Yang benar-benar bermakna adalah memiliki semacam tingkat kebahagiaan yang lebih mendasar dan asasi. Kita telah melihat, hanya berdasarkan biologi, bahwa tingkat kebahagiaan yang lebih stabil ini berasal dari dukungan emosional yang kita peroleh dari hubungan dan perasaan terhubung dengan orang lain - hanya karena kita adalah hewan sosial, secara biologis.
Kami telah meneliti bahwa ketika kita tertutup dan hanya peduli dengan diri kita sendiri, sibuk dengan diri sendiri, hal ini membuat kita terpisah dari orang lain dan kita merasa terisolasi dan kesepian. Dan ini membuat kita tidak bahagia - ini membuat semua orang tidak bahagia. Saya pikir kita semua tahu itu. Hampir semua orang, saya pikir, pada suatu saat, tenggelam dalam sindrom ini: "Kasihan aku, tidak ada yang mencintaiku," yang sangat tidak menyenangkan, bukan? Padahal ketika kita terbuka kepada orang lain, memikirkan orang lain, merawat dan membantu mereka melalui tindakan kebaikan kecil, itu membuat kita merasa jauh lebih stabil, didukung, dan bahagia - bukan bahagia yang drastis, tapi jenis kebahagiaan yang sangat tenang dan mendukung. Dalam bahasa Inggris, kita membedakan antara berhati hangat dan berhati dingin. Berhati hangat adalah orang yang penuh kasih dan terbuka - pada dasarnya, orang yang bahagia. Berhati dingin adalah orang yang sangat dingin, tertutup - tidak ada yang mau bersama orang seperti itu.
Merenungkan Latihan Cita
Seperti yang dikatakan dalam salah satu naskah Buddha yang luar biasa, Latihan Cita Tujuh Pokok, meletakkan semua kesalahan atas masalah-masalah kita pada satu hal - dan itu adalah sikap sayang-diri sendiri, keasyikan-diri sendiri, hanya mementingkan diri sendiri. Di tempat lain dalam naskah yang sama, dikatakan, jika semua laku Buddha kita bermuara pada satu pokok ini, bahwa semua yang kita lakukan dimaksudkan untuk mengatasi sikap sayang-diri sendiri, maka itu adalah tanda bahwa laku kita berhasil. Jadi, penyajian tentang berlindung yang akan kita bahas akhir pekan ini menggunakan pendekatan Latihan Cita Tujuh Pokok, dan melihat bagaimana hal itu dapat diterapkan pada ajaran Buddha yang paling mendasar dan asasi, yaitu berlindung. Saya pikir ini membuatnya jauh lebih signifikan. Ketika saya mengatakan signifikan, yang saya maksud adalah bahwa hal ini membuatnya lebih bermakna, sesuatu yang dapat kita pahami. Faktanya, kita melihat bagaimana berlindung membentuk seluruh landasan dari jalan Buddha.

Ketentuan Tugas -> Salin ulang kata demi kata bagian dari bacaan di atas, mulai dari "Yang benar-benar bermakna" dan berakhir pada "sosial, secara biologis.".

Informasi ->
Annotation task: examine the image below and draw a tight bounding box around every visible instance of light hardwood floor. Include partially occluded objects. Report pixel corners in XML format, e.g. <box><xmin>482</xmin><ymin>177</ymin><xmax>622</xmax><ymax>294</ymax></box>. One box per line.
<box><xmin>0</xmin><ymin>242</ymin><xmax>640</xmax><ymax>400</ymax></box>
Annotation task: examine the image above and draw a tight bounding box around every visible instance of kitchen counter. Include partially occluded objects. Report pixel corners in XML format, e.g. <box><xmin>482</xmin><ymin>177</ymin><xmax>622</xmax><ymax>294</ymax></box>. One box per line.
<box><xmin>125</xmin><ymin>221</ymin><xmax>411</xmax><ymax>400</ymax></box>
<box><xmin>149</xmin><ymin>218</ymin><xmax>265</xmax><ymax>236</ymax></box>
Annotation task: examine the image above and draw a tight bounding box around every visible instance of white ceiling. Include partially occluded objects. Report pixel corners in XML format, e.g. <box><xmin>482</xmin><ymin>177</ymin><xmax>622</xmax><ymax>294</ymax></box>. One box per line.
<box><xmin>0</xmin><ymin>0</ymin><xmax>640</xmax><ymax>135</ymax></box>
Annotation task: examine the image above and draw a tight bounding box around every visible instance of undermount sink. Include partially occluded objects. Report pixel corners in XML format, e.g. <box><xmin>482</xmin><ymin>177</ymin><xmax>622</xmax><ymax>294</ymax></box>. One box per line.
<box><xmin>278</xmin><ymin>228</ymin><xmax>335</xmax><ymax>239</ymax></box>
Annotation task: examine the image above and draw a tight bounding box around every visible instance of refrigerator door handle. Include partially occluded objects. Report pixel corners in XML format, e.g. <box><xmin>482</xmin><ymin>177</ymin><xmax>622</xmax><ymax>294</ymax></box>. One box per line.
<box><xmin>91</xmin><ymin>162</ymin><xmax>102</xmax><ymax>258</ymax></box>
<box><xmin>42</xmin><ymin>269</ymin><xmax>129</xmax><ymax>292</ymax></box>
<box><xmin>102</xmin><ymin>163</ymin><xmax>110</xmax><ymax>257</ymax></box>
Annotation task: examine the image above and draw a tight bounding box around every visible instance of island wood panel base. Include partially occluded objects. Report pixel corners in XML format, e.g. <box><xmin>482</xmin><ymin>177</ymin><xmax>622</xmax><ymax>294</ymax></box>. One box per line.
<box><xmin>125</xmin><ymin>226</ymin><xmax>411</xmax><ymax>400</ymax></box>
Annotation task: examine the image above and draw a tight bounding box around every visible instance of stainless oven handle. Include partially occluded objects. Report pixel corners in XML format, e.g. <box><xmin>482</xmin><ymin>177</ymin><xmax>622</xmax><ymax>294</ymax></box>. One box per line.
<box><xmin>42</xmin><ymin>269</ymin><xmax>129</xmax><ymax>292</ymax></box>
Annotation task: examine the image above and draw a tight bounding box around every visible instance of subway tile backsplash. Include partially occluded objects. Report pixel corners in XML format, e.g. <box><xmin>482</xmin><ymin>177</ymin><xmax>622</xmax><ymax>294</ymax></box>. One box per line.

Kolom Jawaban ->
Yang benar-benar bermakna adalah memiliki semacam tingkat kebahagiaan yang lebih mendasar dan asasi. Kita telah melihat, hanya berdasarkan biologi, bahwa tingkat kebahagiaan yang lebih stabil ini berasal dari dukungan emosional yang kita peroleh dari hubungan dan perasaan terhubung dengan orang lain - hanya karena kita adalah hewan sosial, secara biologis.